Pour progresser sur le long terme, un réel changement de paradigme est nécessaire. La convocation d’états généraux de la protection de l’enfance est une piste pour définir la voie des réformes structurelles à engager, à la hauteur des ambitions de la France pour tous ses jeunes. Plus de temps pour les rapports, les notes, les recherches nous avons tous aujourd’hui pour dire que l’urgence est là et que l’État doit y répondre par une vision et un accompagnement au côté des collectivités et des associations.
Conscients des risques de rupture qui pèsent aujourd’hui sur la protection de l’enfance, les conseils nationaux (Conseil national de la protection de l’enfance (CNPE), Conseil national de l’adoption (CNA), Conseil d’orientation des politiques jeunesse (COJ)), ont communément appelés de leurs vœux la mise en œuvre d’un « plan Marshall » pour l’enfance.

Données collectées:
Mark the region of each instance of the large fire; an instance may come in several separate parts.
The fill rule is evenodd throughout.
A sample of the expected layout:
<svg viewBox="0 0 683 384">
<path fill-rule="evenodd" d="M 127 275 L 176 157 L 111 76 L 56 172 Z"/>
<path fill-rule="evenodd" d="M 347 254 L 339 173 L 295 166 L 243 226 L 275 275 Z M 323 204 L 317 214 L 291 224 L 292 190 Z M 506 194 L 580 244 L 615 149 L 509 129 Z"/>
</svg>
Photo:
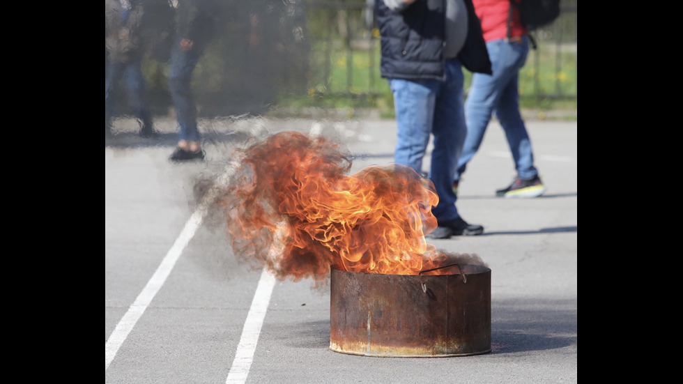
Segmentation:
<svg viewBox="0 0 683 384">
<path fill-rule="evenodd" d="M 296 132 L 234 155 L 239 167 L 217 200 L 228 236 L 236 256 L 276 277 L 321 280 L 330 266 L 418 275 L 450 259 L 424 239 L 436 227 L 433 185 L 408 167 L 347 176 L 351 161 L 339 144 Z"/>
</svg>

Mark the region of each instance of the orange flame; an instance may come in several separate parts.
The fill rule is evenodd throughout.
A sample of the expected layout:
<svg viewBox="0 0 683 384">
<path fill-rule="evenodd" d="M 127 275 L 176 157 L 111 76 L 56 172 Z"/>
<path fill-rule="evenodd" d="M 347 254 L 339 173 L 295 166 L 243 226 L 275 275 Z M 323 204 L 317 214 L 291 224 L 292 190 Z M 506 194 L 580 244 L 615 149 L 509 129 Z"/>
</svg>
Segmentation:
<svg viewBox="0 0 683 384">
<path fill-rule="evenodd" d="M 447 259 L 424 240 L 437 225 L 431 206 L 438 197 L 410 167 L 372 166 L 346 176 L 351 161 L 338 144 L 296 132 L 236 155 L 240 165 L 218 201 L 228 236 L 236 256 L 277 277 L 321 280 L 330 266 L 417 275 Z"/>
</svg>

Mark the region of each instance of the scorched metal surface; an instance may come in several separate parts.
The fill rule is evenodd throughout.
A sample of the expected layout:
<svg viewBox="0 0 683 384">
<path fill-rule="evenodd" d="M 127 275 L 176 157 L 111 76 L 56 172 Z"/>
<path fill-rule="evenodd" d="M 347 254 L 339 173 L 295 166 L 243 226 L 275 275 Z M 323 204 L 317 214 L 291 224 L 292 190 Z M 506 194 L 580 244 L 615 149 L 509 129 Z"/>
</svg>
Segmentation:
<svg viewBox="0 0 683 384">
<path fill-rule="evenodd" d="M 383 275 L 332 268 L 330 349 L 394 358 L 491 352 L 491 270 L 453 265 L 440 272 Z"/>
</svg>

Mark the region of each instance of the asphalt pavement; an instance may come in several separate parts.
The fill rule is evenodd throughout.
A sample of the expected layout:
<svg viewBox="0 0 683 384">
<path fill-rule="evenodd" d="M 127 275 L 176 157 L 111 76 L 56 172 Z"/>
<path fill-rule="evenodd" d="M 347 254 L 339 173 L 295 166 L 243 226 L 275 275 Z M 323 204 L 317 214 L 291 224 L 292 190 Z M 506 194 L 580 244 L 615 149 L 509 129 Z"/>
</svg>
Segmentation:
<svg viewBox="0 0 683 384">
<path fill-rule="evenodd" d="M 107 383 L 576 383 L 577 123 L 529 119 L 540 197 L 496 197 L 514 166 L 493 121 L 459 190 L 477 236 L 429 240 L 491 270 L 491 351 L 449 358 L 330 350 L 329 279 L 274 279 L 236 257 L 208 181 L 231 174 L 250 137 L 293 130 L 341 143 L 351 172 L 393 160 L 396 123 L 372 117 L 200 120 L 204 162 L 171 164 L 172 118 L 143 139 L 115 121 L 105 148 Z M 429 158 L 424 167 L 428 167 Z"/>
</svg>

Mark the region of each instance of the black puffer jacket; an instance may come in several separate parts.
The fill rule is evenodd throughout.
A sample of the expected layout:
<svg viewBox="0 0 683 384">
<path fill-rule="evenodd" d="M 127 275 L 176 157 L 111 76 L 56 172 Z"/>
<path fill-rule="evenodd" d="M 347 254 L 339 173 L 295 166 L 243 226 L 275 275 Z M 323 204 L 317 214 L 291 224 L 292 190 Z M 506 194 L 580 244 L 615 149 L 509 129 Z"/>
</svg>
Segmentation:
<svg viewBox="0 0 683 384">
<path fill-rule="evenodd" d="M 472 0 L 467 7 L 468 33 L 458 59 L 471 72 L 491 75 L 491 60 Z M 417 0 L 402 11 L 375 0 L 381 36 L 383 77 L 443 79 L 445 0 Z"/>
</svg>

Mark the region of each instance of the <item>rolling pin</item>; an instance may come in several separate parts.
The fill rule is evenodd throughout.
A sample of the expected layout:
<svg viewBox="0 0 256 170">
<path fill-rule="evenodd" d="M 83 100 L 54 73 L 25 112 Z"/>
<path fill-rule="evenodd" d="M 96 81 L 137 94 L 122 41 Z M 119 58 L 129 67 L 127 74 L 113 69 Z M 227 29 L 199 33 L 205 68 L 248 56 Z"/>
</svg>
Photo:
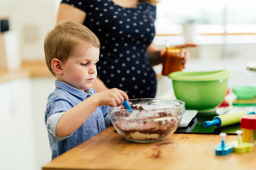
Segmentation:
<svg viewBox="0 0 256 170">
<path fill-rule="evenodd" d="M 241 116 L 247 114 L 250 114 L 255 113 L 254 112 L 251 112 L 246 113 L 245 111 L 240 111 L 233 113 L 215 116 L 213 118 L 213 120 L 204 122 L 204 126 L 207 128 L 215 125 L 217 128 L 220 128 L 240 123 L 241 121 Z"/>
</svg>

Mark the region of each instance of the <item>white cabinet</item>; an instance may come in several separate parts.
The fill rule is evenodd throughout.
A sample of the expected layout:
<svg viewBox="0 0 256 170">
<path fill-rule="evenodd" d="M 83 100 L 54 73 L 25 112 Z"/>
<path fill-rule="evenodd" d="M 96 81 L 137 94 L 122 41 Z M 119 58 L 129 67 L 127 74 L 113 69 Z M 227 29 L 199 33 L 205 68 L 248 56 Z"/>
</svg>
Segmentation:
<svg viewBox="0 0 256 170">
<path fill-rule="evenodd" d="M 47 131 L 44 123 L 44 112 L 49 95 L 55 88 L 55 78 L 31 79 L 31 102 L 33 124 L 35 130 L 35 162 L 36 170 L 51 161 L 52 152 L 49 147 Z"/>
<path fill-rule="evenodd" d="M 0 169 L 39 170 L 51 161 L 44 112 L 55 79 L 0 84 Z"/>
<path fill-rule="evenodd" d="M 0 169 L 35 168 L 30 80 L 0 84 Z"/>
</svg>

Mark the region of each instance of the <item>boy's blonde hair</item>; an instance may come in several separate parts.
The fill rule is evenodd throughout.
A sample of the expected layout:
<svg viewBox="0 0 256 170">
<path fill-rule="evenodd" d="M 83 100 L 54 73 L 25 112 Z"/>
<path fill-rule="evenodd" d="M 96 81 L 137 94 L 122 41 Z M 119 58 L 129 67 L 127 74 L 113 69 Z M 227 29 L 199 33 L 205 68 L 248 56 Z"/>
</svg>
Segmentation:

__Consignes__:
1. Résumez en deux phrases le texte sur la protection de l'enfance.
2. Dressez la liste complète des conseils nationaux cités dans le texte sur la protection de l'enfance, avec leur sigle.
3. Prolongez le texte sur la protection de l'enfance en reprenant juste après sa dernière phrase.

__Réponses__:
1. Le texte juge nécessaire un réel changement de paradigme et voit dans la convocation d'états généraux de la protection de l'enfance une piste pour définir les réformes structurelles à engager, car l'urgence impose à l'État d'y répondre au côté des collectivités et des associations. Conscients des risques de rupture, le CNPE, le CNA et le COJ ont appelé de leurs vœux un « plan Marshall » pour l'enfance.

2.
- Conseil national de la protection de l'enfance (CNPE)
- Conseil national de l'adoption (CNA)
- Conseil d'orientation des politiques jeunesse (COJ)

3.
Je vous remercie, Monsieur le Premier Ministre, de l’attention que vous porterez à ma démarche qui s’associe à celles de très nombreux acteurs en France pour faire de l’enfance une réelle priorité. Restant disponible pour discuter des actions à mener en faveur de l’enfance, dont les programmes que nous devons initier comme celui, agir tôt.
Je vous prie d’agréer, Monsieur le Premier Ministre, l’expression de mes salutations distinguées.